§ Selection
*****

20. HITCHCOCK – If there are three films I know nearly every piece of dialogue from, it would be “It’s a Wonderful Life,’’ “Taxi Driver’’ and “Psycho.’’ The first remain an annual event. The other two relate more to a slightly disturbed childhood or young adult life. But since “Hitchcock’’ was ostensibly about the problems Alfred Hitchcock had making “Psycho’’ and how he was going to get the shower scene past censors, it had a chance to be great. Missed by a mile. I knew more about “Psycho” going into the theatre than I did coming out. Wasted efforts by some good actors.
19. THE GREY – I think I saw this last January so I’m putting it on list. Lots of wolves. Lots of snow. Lots of Liam Neeson showing toughness. And a surprise ending. But not much else.
18. MY WEEKEND WITH MARILYN – It seems like DMN film critic Chris Vognar (who you really should follow on twitter and read) called this a “bauble’’ and that’s exactly right. Michelle Williams does a great job playing Marilyn. Kenneth Branagh portrays Laurence Olivier as about what I expect he might have been like. But there’s not a heck of a lot here.
17. PROMETHEUS – I think I was supposed to like this more than I did. Maybe it was the sofas at the Inwood that nearly put me to sleep. It wasn’t bad or anything but I pretty much left the movie feeling the same emotions that Charlize Theron displayed throughout. Not a big sci-fi guy unless McCoy is saying, “I’m a Doctor, Jim, not a bricklayer.”
16. SEVEN PSYCOPATHS – Had more funny moments than expected but if you saw the preview, you got the basics. A movie being very cool about being a movie. For “Boardwalk Empire” fans, a rare (but brief) chance to see the long lost Jimmy Darmody (Michael Pitt) along with not so rare appearance for Arnold Rothstein (Michael Stuhlbarg) who was also in “Lincoln” and “Hitchcock.”

*****

§ Given problem
Extend the countdown of movie rankings above, picking up after the entry for number 16.

*****

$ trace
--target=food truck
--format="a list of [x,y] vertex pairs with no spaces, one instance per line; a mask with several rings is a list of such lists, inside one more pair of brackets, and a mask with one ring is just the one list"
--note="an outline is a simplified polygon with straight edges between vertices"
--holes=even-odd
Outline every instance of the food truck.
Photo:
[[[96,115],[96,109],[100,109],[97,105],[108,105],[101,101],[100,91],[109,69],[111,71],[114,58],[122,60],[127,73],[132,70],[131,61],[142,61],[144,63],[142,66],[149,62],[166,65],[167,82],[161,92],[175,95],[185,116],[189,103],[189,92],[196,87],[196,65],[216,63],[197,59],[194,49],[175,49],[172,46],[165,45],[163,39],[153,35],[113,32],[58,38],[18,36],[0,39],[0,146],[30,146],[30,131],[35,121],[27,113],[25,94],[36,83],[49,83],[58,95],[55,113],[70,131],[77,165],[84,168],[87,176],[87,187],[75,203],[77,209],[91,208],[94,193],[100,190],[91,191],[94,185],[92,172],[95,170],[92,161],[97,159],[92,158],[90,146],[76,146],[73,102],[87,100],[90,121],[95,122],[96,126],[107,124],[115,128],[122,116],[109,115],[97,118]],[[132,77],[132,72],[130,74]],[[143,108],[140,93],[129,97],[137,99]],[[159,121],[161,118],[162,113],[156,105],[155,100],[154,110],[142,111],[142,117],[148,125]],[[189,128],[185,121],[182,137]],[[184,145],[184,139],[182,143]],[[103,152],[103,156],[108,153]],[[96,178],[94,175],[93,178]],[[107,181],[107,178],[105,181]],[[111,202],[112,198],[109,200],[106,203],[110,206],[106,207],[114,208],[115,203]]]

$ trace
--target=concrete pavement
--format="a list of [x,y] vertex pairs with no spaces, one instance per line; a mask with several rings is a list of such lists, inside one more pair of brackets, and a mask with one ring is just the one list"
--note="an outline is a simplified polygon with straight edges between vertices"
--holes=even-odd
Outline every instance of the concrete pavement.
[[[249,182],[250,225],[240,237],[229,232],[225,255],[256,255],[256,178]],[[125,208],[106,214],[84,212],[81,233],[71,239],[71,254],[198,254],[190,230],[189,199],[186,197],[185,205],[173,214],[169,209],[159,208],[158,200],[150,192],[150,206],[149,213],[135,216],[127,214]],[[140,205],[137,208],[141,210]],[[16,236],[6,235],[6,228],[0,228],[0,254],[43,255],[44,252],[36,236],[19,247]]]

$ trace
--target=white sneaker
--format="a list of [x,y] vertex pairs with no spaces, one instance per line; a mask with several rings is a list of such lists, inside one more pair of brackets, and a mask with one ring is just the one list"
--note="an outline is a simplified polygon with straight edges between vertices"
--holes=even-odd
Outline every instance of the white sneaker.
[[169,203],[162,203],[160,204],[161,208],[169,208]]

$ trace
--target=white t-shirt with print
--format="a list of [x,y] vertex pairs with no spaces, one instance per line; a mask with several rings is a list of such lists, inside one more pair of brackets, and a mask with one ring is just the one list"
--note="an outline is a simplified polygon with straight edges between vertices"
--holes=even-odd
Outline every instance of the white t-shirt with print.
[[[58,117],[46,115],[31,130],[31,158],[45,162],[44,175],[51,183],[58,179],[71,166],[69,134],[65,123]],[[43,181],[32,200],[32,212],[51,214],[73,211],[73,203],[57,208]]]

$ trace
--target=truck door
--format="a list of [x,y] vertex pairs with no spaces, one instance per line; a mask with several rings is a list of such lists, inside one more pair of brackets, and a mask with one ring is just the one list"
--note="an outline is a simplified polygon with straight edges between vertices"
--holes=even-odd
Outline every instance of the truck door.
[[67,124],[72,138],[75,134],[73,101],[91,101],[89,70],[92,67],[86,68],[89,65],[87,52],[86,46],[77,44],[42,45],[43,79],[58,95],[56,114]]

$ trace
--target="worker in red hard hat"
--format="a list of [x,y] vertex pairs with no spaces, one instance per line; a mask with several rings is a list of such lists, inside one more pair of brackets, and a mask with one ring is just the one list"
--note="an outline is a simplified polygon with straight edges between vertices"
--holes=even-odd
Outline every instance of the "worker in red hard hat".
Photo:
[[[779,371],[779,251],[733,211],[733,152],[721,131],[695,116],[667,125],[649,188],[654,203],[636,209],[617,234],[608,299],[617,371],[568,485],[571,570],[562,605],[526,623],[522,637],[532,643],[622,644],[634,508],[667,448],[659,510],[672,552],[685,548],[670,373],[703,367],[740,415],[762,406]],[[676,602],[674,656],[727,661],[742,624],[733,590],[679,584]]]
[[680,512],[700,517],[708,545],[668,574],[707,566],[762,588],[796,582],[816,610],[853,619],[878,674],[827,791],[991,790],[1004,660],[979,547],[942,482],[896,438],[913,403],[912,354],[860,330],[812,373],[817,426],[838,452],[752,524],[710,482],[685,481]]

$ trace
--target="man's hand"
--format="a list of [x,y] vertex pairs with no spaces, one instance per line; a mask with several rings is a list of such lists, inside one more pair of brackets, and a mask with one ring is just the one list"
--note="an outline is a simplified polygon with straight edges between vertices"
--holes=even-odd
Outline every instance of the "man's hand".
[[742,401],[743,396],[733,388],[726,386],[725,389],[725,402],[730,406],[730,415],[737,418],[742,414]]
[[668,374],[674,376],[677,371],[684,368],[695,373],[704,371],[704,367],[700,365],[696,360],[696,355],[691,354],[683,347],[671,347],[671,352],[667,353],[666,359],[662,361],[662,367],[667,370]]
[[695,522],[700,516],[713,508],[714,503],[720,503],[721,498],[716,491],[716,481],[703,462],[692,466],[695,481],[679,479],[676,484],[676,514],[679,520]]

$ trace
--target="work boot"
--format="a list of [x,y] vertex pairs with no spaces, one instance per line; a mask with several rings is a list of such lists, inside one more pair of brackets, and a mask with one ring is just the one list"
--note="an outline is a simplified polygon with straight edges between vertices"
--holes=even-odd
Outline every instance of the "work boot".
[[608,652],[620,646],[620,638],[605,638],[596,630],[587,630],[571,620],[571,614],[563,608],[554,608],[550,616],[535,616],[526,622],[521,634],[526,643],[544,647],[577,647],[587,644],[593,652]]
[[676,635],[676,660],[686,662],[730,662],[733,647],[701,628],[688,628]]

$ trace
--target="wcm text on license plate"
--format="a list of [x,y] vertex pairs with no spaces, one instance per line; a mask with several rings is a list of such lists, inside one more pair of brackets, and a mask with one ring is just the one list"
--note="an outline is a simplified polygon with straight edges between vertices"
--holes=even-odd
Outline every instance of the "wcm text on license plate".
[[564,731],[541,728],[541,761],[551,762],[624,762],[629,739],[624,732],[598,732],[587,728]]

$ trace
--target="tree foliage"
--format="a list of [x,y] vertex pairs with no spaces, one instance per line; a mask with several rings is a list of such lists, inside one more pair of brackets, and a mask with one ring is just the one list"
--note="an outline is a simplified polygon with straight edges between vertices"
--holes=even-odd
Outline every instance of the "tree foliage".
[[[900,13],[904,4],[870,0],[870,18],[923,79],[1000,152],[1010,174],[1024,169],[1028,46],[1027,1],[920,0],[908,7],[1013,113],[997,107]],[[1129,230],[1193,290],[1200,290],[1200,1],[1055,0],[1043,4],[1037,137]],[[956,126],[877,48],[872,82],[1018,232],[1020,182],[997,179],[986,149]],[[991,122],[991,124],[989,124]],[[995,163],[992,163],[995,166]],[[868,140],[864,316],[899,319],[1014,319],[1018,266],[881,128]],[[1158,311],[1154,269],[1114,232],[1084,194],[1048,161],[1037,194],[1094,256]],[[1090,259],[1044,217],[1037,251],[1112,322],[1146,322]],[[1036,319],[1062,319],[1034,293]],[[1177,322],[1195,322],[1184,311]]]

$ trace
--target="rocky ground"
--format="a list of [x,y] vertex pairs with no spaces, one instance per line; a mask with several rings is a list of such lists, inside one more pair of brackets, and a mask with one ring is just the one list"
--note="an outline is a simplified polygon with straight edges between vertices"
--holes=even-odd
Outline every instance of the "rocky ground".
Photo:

*****

§ Written answer
15. THE MASTER – See, I told you I wasn’t a critic. If I wrote for Rolling Stone, I guess I’d have it No. 1. I thought a lot about P.T. Anderson’s film after seeing it. For about half the time I was watching the film, I liked it. Loved Jonny Greenwood’s soundtrack (but that’s a given as a Radiohead fan). But by the end, I was pretty sure I wasn’t the only one that thought this made no sense at all and there was nothing here. I realize others see it quite differently, even consider it a masterpiece. But when I think about “There Will Be Blood,’ “Magnolia’’ and “Boogie Nights” I wonder how this falls into the same category with Anderson’s previous great works. For me, it doesn’t come close.
14. LOOPER – The rare time travel movie where I walk out saying, “I think I understood that!” Nice work by Bruce Willis.
13. FLIGHT – Really enjoyed Denzel Washington’s portrayal of a high-functioning alcoholic who has a chilling ability to lie to those around him (a subject with which I am not unfamiliar). Really enjoyed Don Cheadle because he is great at everything, even if it’s commercials for the World Series. But then about every 20 minutes I think they felt they were losing the audience so they popped John Goodman onto the screen performing in a completely different movie. Ends up all over the map but certainly worth seeing for Denzel in a different role.
12. SAFETY NOT GUARANTEED – Love April Ludgate (Aubrey Plaza) on “Parks and Recreation” and she’s more than capable of carrying this indie film from start to finish. Won a screenwriting award at Sundance.
11. LIFE OF PI – I suspect the million readers of this book would rank this much higher. I missed the book. And I liked the film a lot, and I’m not a 3-D moviegoer at all. The only thing I didn’t care for would require a spoiler alert so I’ll just pass and say it was very good and would make top 10 for me almost any other year.
10. KILLER JOE – Not for everyone. But it was a big year for Matthew McConaughey and this role played a huge part. It’s dark. And it’s set in Dallas although if you recognize any of the sets, more power to you. Not sure if any of it was filmed here. I’ll be honest, I didn’t know William Friedkin (“The Exorcist”) was still alive. But he’s clearly still determined to scare the crap out of his audience or at least bother them to no end. I wasn’t a regular at KFC before this movie, and this film did not encourage me to give its products another try. The one thing I was thinking afterwards was that, knowing how many takes are required in some films, how much fried chicken Gina Gershon had to ingest.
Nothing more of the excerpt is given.